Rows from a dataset
_____

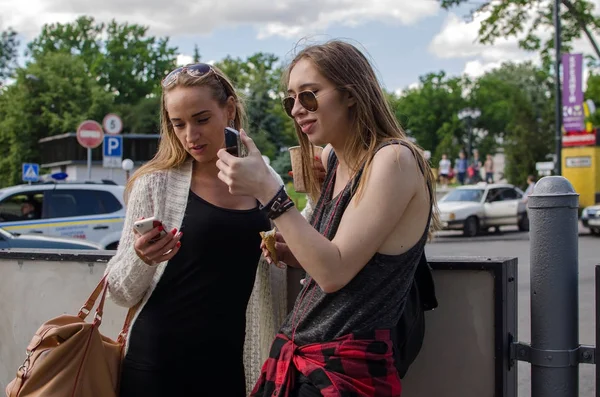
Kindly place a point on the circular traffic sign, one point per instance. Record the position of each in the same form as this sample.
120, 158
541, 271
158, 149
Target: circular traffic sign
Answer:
90, 134
112, 124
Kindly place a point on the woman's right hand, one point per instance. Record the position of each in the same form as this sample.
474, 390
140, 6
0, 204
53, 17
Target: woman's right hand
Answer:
284, 254
159, 251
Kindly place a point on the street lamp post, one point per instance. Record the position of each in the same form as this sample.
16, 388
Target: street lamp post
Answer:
558, 99
469, 115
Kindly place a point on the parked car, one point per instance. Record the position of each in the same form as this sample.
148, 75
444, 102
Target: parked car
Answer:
475, 208
25, 241
590, 218
93, 211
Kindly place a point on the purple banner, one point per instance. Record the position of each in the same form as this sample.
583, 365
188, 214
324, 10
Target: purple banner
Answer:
572, 88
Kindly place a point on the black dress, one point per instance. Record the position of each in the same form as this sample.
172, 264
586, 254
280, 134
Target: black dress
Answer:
189, 337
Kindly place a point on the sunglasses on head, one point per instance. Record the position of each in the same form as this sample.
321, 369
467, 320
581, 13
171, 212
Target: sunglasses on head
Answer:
194, 70
307, 99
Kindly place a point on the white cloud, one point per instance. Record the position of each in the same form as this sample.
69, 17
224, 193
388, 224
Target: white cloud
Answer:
412, 86
286, 18
183, 59
458, 40
478, 68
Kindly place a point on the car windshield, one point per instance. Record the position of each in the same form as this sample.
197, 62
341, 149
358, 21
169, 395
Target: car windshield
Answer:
6, 233
473, 195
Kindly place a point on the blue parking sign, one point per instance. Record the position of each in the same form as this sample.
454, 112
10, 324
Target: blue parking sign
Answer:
113, 146
30, 172
112, 151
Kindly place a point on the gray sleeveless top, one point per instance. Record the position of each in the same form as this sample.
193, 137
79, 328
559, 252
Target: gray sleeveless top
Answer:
373, 299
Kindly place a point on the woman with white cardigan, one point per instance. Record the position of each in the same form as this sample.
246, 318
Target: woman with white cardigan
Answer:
194, 284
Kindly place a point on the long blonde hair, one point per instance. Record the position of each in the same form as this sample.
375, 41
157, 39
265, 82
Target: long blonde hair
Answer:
372, 119
170, 153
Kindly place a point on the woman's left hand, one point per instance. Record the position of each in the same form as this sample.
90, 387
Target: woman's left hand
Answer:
248, 176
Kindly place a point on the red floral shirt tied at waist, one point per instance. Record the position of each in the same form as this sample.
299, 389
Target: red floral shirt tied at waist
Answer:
358, 366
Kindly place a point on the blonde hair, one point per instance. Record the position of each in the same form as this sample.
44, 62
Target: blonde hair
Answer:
170, 153
372, 119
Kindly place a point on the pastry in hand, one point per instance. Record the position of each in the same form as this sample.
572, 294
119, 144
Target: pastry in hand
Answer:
269, 240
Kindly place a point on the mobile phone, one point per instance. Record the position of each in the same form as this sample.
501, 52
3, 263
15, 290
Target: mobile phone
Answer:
233, 143
143, 226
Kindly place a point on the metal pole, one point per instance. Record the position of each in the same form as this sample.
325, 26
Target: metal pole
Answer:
89, 164
469, 138
554, 252
558, 122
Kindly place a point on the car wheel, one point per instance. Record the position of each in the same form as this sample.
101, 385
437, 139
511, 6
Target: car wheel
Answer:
524, 223
471, 228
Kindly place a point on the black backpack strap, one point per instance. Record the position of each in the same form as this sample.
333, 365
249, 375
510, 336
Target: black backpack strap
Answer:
424, 280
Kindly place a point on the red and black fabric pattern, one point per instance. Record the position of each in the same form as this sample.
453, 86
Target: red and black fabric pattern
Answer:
351, 366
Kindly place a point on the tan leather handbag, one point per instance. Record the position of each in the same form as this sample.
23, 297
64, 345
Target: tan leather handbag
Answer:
68, 357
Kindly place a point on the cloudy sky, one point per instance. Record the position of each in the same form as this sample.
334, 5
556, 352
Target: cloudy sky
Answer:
404, 38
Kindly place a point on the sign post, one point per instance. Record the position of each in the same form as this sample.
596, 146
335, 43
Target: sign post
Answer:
112, 123
90, 136
113, 145
30, 172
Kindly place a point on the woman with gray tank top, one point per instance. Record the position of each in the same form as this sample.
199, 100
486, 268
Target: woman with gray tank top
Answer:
364, 239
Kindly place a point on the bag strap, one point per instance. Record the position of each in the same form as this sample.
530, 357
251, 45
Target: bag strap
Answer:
85, 310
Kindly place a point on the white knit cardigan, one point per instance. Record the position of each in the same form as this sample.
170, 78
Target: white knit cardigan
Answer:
164, 195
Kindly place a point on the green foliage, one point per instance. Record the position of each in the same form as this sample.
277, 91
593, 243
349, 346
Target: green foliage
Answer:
50, 97
526, 18
428, 113
8, 53
257, 79
124, 60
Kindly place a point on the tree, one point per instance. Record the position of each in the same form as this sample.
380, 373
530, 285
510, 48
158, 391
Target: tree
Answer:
143, 117
197, 56
258, 80
8, 53
506, 18
429, 113
517, 109
125, 61
51, 96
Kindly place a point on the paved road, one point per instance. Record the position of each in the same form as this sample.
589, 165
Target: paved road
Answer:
513, 243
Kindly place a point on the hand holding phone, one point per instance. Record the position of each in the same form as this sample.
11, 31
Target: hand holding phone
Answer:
143, 226
234, 144
157, 247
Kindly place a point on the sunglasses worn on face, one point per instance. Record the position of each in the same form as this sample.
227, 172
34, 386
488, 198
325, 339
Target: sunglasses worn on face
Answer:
307, 99
194, 70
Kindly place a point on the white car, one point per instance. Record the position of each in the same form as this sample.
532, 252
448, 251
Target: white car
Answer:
93, 211
590, 217
475, 208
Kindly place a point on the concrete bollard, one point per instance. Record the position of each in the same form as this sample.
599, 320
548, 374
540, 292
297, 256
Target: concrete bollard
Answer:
554, 288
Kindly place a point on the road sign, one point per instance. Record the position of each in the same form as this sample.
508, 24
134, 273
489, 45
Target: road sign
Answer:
112, 153
90, 134
112, 124
31, 172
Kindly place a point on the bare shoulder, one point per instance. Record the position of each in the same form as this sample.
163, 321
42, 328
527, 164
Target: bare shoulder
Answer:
395, 158
325, 155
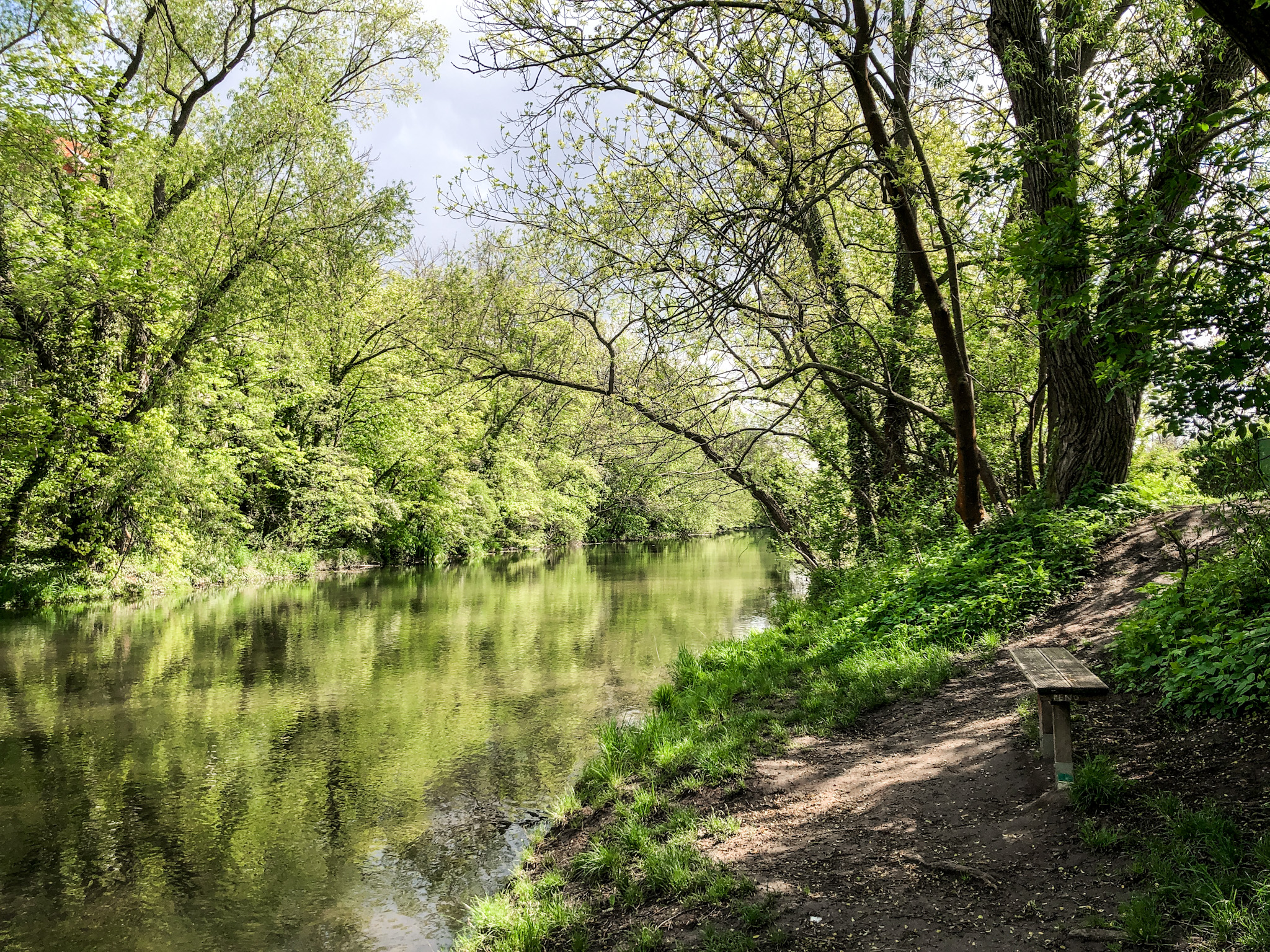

_____

TASK DIRECTIONS: Show every line of the records above that contains the word "pole".

RESULT OF THE TASK:
Kindly place a point on the metal pole, one point per instance. Record the position of each in the same form as this sample.
Target: metal pole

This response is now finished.